◆ TASK TO CARRY OUT ◆
Reproduce the part of the items that opens with the line containing "Place one keypoint on each instance of the audience" and runs through the last line of the items, both ends included, with the requests kept as they are. Scale every keypoint coordinate in the answers by 1.25 and round to whole numbers, halves up, and give only that part.

Point-based annotation data
--- begin ---
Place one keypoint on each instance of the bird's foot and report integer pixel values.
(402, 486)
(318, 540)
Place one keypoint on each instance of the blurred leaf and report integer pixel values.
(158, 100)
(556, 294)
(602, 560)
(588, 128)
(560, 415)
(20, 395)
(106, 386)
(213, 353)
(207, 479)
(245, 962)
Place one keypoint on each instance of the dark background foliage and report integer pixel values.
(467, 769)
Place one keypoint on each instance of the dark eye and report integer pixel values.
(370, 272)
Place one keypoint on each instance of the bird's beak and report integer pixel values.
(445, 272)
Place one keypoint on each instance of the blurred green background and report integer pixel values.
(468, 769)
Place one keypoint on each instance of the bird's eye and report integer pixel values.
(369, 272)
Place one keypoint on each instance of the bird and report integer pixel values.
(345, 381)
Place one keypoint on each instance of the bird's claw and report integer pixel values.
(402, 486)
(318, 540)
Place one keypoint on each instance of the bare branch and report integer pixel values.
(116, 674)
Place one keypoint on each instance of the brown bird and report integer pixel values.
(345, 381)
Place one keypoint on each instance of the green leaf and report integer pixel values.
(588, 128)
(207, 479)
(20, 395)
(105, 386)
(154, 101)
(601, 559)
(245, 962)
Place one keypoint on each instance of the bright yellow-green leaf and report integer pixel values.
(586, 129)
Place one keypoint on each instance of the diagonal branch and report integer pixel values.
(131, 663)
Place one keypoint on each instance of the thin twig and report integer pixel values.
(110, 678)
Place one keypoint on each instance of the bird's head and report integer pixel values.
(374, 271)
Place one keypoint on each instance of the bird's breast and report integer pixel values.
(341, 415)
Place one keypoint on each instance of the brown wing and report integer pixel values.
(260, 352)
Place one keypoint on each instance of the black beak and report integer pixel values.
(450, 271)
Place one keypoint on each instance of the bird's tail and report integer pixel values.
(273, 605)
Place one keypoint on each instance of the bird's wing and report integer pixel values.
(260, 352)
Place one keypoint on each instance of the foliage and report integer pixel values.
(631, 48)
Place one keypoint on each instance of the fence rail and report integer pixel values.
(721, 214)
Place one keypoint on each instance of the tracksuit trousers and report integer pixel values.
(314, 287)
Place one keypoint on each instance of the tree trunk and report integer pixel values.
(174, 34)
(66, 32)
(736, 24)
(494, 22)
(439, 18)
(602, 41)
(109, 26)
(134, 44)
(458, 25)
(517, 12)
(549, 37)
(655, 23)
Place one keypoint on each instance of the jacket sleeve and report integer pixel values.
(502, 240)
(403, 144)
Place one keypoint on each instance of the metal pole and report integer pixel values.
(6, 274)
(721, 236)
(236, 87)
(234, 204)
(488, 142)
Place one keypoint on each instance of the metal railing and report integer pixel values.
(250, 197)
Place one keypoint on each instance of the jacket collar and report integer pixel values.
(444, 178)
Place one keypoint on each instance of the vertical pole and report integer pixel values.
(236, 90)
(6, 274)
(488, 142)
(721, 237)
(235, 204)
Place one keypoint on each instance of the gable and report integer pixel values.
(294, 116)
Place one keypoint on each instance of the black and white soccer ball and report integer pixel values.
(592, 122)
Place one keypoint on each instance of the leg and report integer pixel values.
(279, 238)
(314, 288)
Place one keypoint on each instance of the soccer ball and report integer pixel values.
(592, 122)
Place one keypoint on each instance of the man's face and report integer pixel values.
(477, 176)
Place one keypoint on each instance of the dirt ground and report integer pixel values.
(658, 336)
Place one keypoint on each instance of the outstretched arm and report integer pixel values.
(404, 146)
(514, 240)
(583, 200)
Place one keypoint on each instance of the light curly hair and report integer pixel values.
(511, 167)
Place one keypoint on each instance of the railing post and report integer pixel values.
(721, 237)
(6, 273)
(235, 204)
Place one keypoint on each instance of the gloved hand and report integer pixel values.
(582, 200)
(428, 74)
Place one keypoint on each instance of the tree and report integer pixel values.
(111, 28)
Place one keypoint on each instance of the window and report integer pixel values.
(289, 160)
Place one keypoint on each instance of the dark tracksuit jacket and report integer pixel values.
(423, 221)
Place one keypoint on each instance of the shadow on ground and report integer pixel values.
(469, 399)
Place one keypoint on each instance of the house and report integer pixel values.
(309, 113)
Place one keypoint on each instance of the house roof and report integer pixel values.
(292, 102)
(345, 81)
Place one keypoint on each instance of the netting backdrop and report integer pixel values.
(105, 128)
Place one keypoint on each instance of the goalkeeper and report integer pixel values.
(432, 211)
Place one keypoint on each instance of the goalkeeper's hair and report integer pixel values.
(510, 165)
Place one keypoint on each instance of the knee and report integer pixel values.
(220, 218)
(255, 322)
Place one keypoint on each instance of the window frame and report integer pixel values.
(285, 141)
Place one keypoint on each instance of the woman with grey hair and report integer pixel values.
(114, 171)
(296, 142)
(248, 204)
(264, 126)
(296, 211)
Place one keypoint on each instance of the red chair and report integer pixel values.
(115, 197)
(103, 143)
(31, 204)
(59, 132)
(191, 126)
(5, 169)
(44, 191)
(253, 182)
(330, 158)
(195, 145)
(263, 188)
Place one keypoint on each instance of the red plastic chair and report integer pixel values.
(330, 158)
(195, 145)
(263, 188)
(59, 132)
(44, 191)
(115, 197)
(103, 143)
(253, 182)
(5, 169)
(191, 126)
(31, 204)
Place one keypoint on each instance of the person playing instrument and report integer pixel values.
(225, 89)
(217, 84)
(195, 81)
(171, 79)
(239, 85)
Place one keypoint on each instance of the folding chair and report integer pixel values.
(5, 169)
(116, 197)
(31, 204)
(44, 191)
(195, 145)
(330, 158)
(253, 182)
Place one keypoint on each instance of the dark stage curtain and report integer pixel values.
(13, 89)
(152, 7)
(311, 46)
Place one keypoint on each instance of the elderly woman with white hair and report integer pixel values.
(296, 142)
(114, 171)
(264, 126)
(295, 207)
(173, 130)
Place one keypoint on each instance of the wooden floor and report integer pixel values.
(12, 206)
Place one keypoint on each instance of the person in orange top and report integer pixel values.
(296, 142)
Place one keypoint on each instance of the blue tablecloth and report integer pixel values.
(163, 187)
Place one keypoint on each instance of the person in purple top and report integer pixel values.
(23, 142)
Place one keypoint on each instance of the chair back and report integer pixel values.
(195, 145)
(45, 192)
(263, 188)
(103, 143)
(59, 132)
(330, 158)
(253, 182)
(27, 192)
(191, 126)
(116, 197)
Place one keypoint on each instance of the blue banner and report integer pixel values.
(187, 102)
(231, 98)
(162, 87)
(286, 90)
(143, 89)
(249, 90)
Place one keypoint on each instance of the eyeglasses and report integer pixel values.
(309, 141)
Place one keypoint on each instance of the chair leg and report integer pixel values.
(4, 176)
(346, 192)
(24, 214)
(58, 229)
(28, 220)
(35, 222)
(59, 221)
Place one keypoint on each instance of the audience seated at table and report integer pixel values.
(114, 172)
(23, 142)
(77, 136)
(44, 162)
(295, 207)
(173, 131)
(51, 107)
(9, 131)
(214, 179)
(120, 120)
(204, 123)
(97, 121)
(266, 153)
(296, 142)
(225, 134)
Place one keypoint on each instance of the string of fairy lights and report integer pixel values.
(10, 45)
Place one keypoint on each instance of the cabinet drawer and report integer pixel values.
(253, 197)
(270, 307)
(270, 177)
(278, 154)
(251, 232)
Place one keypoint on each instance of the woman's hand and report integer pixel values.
--- end ---
◆ ANSWER IN FULL ◆
Place one keypoint on each instance of the audience seated at table and report integer pixel values.
(143, 215)
(29, 178)
(96, 170)
(55, 203)
(369, 259)
(216, 164)
(64, 134)
(11, 164)
(268, 224)
(150, 150)
(255, 154)
(121, 151)
(333, 191)
(370, 178)
(281, 168)
Place one keypoint on each instance of the string of fairy lights and report integer pixel values.
(13, 56)
Place one keypoint on each instance of the cabinet drawer and report integer pixel values.
(316, 246)
(338, 384)
(338, 221)
(348, 193)
(314, 290)
Place one keypoint on each instance of the woman's hand and report integer pixel values.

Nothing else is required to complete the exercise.